- Objective
Please output exactly the run of lines that starts at the line with "the worker's right" and ends at the last line of the records below.
------------------------
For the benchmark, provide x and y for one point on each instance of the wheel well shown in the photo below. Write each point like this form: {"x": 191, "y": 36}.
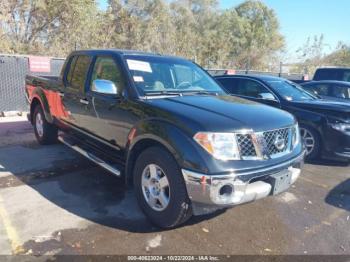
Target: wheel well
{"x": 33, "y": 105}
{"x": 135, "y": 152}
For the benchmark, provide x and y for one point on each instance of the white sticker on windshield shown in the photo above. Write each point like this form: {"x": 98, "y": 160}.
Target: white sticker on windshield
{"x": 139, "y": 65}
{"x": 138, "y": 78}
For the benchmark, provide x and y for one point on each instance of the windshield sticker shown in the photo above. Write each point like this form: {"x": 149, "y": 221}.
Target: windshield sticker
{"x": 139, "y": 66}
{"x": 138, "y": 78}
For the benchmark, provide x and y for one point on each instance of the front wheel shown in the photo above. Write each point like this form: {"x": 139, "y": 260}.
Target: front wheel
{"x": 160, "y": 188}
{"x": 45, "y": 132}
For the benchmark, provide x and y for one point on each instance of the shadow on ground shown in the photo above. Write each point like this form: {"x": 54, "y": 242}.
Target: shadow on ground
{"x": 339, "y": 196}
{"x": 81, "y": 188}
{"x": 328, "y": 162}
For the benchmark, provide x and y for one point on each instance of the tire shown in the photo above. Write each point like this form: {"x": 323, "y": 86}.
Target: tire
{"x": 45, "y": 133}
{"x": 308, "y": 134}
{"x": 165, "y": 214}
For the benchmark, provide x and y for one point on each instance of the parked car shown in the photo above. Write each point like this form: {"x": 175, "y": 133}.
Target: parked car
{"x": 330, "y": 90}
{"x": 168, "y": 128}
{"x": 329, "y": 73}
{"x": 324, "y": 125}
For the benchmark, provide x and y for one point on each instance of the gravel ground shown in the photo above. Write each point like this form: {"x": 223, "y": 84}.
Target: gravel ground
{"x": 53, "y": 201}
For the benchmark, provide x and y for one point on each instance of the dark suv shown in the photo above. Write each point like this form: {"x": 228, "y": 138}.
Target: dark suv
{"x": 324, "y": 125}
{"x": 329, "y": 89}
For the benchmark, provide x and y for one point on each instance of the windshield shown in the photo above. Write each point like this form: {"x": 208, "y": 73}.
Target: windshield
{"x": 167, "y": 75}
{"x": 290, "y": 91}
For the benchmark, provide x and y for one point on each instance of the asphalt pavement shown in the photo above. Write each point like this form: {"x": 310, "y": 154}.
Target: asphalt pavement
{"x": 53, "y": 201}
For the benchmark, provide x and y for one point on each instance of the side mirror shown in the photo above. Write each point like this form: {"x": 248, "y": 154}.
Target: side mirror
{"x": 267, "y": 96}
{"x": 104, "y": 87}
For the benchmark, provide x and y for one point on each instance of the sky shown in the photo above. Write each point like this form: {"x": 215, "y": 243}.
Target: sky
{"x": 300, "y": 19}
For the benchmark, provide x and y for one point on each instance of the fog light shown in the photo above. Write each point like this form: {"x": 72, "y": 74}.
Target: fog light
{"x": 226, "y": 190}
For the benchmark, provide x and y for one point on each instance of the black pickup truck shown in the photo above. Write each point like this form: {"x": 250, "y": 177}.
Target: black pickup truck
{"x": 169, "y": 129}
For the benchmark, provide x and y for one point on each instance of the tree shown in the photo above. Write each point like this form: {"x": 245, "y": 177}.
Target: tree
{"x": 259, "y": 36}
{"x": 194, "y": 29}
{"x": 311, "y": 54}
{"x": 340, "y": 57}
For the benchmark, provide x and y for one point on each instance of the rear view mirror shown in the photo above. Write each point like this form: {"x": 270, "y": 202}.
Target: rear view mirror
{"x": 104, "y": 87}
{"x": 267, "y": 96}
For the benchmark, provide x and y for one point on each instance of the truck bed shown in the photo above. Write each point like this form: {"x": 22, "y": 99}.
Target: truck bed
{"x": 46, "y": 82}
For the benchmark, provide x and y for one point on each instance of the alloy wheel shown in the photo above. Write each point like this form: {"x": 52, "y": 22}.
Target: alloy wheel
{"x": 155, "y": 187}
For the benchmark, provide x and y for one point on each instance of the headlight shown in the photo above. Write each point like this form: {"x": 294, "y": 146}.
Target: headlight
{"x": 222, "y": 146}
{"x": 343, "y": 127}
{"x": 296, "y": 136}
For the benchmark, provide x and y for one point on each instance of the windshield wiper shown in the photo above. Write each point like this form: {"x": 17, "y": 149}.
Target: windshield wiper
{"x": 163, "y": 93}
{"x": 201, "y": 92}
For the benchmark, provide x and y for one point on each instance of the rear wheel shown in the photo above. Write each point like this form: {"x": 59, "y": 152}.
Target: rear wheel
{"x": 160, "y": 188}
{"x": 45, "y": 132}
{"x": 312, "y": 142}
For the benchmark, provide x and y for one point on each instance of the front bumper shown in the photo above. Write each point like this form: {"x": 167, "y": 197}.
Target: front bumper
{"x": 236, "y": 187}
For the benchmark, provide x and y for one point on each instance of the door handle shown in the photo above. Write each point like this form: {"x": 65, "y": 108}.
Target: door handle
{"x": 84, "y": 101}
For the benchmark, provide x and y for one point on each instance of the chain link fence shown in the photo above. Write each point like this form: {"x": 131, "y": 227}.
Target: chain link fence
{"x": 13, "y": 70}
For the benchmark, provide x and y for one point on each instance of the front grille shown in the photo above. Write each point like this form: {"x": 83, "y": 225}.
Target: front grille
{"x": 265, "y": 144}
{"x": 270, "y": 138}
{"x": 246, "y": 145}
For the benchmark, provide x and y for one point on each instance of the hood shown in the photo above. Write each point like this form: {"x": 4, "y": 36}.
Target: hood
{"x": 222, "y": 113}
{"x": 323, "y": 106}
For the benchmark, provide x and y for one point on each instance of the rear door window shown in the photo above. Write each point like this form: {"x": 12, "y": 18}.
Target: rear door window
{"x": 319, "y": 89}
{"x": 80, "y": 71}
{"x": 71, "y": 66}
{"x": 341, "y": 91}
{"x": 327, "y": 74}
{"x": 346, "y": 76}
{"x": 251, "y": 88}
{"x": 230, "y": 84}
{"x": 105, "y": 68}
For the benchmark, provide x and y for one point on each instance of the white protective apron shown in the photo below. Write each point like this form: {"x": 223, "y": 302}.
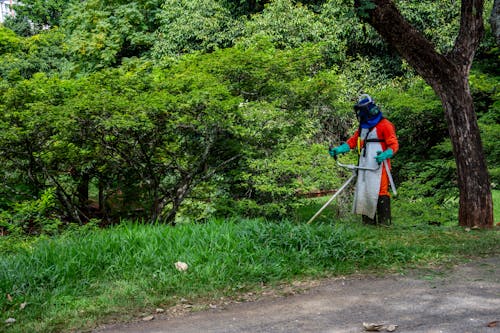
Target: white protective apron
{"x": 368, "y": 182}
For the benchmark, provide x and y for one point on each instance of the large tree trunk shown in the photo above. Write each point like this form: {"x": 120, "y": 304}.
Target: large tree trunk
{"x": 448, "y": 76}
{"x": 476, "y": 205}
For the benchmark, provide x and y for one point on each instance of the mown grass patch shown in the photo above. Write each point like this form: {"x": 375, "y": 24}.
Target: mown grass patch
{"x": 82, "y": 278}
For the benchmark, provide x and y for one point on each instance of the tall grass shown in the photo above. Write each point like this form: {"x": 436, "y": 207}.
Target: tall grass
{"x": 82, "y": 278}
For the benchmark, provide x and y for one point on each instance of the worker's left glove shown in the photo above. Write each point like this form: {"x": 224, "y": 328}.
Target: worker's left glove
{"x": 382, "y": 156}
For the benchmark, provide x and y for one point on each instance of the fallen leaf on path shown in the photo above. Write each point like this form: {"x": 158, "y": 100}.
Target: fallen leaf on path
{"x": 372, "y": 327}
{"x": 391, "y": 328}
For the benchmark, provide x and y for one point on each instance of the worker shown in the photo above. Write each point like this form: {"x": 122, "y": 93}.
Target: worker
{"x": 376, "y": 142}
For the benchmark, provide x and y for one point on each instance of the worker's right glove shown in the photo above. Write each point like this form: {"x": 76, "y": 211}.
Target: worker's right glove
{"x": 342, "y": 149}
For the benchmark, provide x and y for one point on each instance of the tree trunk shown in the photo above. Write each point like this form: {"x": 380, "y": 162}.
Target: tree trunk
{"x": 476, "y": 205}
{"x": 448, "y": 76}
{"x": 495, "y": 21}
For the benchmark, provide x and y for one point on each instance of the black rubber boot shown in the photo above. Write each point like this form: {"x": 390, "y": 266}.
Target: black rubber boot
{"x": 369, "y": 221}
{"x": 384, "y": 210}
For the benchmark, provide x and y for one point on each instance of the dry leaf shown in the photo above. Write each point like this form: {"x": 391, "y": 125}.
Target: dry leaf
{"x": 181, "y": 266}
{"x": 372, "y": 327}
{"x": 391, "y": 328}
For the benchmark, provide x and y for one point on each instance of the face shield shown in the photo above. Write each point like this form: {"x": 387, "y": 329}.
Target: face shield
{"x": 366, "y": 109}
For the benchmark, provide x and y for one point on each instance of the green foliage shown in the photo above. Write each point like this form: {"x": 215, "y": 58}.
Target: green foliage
------------------------
- In response
For the benchmark, provide x and y for one point on each instance of the worker's right glove shown in the photo above. Write each point like this form: {"x": 76, "y": 211}.
Target: worker's right glove
{"x": 342, "y": 149}
For the benchmark, provide x and y for one point on each instance of the tree trunk shown in the photo above. Write each point like this form: {"x": 380, "y": 162}.
Target: tree trunk
{"x": 476, "y": 205}
{"x": 448, "y": 76}
{"x": 495, "y": 21}
For the benchmark, provide x and y for one point on each instance of the black rubber boot shown in the photo above. Write each point like this form: {"x": 390, "y": 266}.
Target: black rubber boot
{"x": 369, "y": 221}
{"x": 384, "y": 210}
For the benchmark, provide x and y for one point on each instance of the dry leaf shown in the photo above. Write each point like this form: {"x": 391, "y": 125}.
Target: dry leaf
{"x": 181, "y": 266}
{"x": 372, "y": 327}
{"x": 391, "y": 328}
For the benchmark, provide x and y for one point on each instance of the face shield shown in the photo above. Write each point like this form: {"x": 387, "y": 329}.
Target: face shield
{"x": 366, "y": 109}
For the benchmark, provide x and y for one point on each instance of the green foliage shown in the photo above. Write each point like this form: {"x": 215, "y": 58}.
Target: green foliage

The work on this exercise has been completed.